BEGIN

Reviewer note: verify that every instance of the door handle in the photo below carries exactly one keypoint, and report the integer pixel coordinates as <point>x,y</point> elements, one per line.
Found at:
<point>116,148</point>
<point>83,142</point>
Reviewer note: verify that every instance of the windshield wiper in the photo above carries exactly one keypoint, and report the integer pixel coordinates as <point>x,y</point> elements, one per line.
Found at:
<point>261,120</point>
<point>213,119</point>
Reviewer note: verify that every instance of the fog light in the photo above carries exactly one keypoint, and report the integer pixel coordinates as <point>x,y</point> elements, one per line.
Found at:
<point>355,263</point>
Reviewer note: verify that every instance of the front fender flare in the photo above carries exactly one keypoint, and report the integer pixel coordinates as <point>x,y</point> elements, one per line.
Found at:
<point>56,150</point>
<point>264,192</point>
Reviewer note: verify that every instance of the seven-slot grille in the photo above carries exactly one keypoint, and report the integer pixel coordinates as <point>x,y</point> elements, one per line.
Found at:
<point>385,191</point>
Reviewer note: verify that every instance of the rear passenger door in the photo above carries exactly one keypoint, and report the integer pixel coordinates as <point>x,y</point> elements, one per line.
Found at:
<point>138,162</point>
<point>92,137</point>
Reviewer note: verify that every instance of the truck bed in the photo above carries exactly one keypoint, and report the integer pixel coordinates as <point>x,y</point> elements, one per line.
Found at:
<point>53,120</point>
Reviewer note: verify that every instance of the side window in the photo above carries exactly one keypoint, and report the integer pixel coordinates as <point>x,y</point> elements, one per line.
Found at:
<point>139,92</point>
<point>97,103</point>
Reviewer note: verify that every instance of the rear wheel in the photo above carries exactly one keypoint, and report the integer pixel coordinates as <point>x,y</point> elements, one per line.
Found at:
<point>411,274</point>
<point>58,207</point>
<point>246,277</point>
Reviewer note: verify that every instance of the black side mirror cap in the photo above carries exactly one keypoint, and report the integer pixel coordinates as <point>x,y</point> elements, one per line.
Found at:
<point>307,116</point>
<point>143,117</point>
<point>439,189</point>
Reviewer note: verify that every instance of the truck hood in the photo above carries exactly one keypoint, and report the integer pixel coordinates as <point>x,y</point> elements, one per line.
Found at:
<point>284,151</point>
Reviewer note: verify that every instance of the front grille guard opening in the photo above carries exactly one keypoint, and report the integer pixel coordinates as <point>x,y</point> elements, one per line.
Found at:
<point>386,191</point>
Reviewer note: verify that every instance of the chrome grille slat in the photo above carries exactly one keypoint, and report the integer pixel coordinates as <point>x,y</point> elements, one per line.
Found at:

END
BEGIN

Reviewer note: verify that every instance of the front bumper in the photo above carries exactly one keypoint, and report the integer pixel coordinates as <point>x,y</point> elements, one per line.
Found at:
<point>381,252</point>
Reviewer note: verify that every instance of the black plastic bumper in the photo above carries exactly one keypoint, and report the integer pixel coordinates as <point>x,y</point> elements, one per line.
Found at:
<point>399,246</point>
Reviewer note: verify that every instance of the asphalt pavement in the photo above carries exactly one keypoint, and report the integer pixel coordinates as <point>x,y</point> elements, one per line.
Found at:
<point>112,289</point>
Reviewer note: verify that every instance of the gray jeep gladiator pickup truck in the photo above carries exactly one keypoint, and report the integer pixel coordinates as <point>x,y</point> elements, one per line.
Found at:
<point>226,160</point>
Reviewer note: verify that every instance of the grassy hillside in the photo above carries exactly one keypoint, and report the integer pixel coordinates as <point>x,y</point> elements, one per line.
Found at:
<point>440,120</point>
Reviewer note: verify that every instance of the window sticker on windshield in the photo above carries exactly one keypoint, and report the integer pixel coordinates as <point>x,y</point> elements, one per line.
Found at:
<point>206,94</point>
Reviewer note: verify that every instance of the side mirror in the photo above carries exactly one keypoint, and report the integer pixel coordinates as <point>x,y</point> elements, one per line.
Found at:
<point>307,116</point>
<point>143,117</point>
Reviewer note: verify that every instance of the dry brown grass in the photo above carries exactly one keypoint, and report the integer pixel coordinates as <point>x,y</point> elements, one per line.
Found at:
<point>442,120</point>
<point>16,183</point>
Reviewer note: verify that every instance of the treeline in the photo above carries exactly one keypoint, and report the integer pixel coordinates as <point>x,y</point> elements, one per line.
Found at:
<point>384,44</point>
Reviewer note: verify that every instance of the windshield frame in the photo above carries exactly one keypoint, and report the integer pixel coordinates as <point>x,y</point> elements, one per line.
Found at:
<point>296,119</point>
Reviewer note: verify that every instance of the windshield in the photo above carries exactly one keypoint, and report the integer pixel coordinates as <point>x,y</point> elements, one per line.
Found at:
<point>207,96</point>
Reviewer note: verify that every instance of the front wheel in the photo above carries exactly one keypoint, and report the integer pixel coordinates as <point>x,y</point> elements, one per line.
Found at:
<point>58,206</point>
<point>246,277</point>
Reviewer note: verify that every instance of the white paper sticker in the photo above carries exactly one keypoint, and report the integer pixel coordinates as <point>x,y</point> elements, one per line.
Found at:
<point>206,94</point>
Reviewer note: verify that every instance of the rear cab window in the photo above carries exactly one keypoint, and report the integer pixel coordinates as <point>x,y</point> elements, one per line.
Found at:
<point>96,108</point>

END
BEGIN

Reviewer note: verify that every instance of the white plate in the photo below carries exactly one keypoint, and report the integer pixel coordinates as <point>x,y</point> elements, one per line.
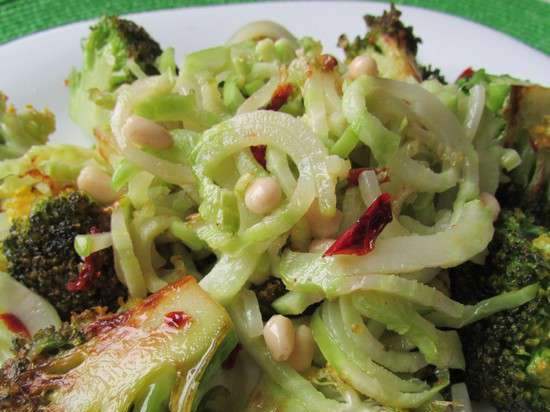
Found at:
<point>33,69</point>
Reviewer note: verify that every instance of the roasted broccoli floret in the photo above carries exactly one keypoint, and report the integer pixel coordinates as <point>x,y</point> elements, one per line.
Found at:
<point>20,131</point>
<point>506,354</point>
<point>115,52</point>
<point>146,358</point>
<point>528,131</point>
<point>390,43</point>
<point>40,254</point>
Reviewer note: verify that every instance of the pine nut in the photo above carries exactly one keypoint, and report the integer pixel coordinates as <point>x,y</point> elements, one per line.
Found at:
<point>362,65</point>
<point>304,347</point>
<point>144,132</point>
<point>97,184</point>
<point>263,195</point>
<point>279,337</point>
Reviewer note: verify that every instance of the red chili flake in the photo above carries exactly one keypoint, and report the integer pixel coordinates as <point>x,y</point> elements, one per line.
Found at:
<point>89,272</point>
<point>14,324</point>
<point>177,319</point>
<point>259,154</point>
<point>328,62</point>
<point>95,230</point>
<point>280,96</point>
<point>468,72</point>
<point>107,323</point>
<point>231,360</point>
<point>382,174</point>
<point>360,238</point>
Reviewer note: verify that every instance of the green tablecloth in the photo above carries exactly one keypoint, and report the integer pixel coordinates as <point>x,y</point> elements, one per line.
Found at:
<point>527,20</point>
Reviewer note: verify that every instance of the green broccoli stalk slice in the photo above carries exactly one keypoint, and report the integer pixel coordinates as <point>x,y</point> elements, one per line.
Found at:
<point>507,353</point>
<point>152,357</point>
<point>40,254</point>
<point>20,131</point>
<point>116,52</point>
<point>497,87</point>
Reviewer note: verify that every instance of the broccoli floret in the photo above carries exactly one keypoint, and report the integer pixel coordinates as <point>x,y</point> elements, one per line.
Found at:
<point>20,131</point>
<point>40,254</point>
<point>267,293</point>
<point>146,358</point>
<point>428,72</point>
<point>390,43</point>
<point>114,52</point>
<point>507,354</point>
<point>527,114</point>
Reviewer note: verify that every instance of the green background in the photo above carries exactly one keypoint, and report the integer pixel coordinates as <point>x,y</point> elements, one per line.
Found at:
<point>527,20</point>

END

Task to complete:
Say how many lines above include "bumper", please, and nothing else.

Solution to this exercise:
2